*RECORDS FOR THIS TASK:*
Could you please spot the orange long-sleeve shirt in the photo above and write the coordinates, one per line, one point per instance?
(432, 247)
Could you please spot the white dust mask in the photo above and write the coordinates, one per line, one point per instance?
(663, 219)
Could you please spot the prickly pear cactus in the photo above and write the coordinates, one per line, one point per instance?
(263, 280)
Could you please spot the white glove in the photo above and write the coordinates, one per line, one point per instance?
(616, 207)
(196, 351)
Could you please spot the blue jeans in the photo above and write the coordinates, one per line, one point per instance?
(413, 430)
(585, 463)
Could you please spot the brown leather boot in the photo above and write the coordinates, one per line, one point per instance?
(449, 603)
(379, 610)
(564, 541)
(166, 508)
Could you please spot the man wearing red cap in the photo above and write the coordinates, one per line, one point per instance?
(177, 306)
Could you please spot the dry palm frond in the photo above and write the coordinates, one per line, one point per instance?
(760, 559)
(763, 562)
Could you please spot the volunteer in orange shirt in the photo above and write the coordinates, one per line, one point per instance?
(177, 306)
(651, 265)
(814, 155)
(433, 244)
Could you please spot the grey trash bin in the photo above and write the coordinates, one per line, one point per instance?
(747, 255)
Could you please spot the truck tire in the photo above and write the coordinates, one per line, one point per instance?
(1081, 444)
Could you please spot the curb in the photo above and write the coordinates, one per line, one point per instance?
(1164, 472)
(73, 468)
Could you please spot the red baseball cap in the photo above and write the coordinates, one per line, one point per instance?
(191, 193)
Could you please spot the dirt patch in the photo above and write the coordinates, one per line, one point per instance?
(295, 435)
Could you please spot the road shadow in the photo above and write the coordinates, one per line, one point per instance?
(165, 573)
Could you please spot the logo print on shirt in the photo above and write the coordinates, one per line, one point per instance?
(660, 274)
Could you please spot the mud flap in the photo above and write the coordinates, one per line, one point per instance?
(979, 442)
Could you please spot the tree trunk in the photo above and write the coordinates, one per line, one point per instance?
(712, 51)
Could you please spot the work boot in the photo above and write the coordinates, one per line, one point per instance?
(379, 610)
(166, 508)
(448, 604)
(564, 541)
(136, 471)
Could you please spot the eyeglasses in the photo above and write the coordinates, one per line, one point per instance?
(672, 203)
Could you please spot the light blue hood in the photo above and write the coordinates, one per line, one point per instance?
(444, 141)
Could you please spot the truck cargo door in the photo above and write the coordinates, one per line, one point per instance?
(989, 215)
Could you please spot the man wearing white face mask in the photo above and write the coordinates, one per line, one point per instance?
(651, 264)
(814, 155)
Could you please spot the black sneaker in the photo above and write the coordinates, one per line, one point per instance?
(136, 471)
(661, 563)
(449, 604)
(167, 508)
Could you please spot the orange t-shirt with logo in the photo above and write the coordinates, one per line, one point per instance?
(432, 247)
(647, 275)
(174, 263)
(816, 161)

...

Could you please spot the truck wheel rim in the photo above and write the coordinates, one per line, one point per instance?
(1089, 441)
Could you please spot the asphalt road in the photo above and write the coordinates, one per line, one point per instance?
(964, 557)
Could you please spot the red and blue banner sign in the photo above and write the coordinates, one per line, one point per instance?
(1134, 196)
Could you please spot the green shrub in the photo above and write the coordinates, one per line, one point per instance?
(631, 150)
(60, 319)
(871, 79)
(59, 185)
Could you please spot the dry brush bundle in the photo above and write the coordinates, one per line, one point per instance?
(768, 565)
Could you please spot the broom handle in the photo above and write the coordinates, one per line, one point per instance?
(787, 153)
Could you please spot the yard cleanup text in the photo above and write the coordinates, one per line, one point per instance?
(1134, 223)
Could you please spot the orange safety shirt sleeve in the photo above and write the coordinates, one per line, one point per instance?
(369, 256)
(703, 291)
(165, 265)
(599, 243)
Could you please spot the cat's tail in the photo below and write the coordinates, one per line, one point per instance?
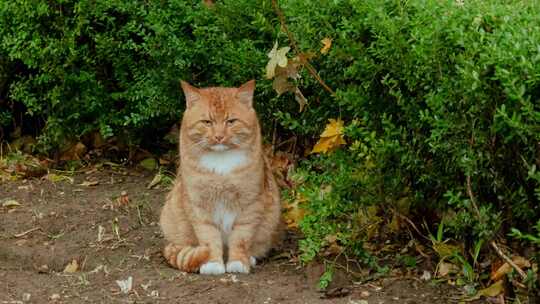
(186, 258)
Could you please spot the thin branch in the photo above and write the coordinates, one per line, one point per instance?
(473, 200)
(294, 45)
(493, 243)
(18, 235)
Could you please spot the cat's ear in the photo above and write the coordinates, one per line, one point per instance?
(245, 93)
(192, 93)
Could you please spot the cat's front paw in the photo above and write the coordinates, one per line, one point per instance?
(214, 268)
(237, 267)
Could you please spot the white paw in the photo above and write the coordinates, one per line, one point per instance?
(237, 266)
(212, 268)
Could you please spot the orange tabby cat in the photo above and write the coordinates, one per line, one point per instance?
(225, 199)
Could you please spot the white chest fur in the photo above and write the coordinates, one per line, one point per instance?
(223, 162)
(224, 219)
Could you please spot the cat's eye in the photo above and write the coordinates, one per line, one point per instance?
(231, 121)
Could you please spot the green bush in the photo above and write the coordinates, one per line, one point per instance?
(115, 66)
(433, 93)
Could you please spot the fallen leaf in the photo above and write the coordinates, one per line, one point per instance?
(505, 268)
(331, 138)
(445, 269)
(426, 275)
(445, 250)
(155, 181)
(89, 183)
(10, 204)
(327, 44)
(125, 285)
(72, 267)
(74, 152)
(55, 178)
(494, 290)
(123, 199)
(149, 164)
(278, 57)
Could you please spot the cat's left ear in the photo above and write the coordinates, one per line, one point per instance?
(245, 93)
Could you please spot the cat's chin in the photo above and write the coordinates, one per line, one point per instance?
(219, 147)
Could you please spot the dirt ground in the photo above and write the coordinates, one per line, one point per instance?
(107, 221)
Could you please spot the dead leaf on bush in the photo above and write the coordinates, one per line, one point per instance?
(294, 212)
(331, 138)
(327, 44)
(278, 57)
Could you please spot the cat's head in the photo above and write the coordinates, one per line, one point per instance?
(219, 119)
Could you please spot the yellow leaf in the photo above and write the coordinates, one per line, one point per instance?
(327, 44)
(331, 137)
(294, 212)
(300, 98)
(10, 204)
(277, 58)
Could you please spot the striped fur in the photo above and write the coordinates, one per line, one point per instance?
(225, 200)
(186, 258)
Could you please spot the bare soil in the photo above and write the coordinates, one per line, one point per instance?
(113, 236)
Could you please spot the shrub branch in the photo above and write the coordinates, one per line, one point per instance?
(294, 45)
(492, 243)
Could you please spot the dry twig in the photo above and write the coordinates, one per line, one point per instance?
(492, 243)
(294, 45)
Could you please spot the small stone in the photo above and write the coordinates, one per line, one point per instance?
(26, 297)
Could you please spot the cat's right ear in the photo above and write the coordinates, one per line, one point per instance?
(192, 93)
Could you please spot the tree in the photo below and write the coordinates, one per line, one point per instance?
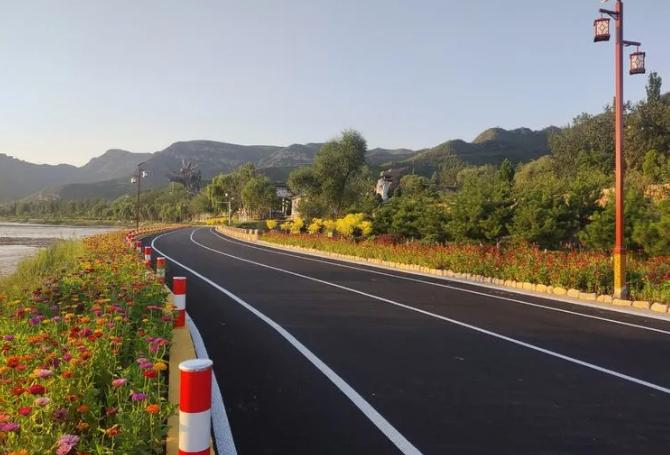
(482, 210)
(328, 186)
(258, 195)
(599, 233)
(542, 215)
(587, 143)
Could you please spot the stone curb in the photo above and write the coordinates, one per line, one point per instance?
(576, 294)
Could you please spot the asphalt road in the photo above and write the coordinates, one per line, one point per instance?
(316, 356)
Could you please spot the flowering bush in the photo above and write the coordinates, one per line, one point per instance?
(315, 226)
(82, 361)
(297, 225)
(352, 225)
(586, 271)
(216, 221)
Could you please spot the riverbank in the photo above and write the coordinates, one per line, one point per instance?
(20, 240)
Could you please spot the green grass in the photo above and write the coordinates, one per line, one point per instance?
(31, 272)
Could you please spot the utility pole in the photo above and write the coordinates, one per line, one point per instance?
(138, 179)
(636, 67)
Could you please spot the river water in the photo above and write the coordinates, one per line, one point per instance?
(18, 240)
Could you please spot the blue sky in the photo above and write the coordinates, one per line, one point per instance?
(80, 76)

==

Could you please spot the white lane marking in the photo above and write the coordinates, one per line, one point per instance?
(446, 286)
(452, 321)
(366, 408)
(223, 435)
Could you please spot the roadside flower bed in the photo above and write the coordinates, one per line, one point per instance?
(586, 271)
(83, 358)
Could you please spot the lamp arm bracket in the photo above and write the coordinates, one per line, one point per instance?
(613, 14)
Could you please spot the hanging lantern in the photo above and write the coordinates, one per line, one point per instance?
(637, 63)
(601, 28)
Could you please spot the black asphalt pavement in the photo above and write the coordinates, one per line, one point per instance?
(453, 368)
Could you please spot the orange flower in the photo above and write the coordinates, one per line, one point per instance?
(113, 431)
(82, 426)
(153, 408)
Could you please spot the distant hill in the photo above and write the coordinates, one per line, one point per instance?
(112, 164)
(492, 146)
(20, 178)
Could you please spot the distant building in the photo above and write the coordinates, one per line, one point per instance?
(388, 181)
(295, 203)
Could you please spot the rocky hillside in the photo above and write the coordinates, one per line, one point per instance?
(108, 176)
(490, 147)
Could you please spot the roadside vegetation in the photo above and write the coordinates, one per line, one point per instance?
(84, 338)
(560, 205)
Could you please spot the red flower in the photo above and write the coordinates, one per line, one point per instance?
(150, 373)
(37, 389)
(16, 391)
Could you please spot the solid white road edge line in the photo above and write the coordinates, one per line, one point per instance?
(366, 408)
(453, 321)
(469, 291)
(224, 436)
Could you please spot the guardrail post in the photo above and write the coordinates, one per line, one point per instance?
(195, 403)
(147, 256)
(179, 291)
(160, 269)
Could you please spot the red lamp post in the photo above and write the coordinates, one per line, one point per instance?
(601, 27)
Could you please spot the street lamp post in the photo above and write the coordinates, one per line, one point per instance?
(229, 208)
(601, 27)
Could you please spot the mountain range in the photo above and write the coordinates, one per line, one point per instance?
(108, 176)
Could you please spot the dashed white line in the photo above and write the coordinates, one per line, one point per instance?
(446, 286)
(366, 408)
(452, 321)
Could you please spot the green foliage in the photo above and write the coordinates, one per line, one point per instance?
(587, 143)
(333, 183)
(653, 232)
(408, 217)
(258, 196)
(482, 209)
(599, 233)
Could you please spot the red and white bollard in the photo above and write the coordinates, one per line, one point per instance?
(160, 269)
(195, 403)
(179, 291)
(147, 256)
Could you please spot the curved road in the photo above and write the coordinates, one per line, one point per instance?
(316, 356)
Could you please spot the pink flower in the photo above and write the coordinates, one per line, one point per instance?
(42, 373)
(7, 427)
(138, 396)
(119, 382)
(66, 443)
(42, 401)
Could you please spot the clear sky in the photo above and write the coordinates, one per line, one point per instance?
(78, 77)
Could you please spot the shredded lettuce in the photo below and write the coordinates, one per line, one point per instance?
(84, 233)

*DIRECTIVE:* Copy out the lines of the listing word for word, starting at the line that contains "Could you please spot the orange long-sleeve" and ending at the line that contains "(1081, 444)", with both of those lines included.

*COMPLETE ANSWER:*
Could you please spot the orange long-sleeve shirt in the photo above and write the coordinates, one per line, one point per instance?
(432, 247)
Could you please spot the white dust mask in the photo above and write the coordinates, one per line, one point per instance?
(663, 219)
Could you please spot the prickly pear cactus in the photo above and write the coordinates, one per line, one point per instance?
(263, 280)
Could you please spot the white glove in the photo above and write the coordinates, one per line, one point per instance?
(616, 207)
(196, 351)
Could you please spot the blue jeans in the photo above and write the coordinates, one per line, one point per instance?
(413, 430)
(585, 463)
Could you please spot the brown leather boot in the photo above and write the coordinates, one per line, one point per instance?
(449, 603)
(379, 610)
(564, 541)
(166, 508)
Could you please spot the man wearing red cap in the photo above and write the coordinates, one per line, one point per instance?
(177, 306)
Could you please spot the dry palm frond in the photo above and write the coordinates, one per line, one point per instance?
(760, 559)
(763, 562)
Could you please spot the volunteer in orange shirt in the photo above and write the coordinates, one per line, one point per instance?
(177, 306)
(651, 265)
(814, 155)
(433, 244)
Could you please spot the grey trash bin in the photo above and write the coordinates, one per line, one point per instance?
(747, 255)
Could you please spot the truck tire in the photo above and write the coordinates, one per line, one point per instance?
(1081, 444)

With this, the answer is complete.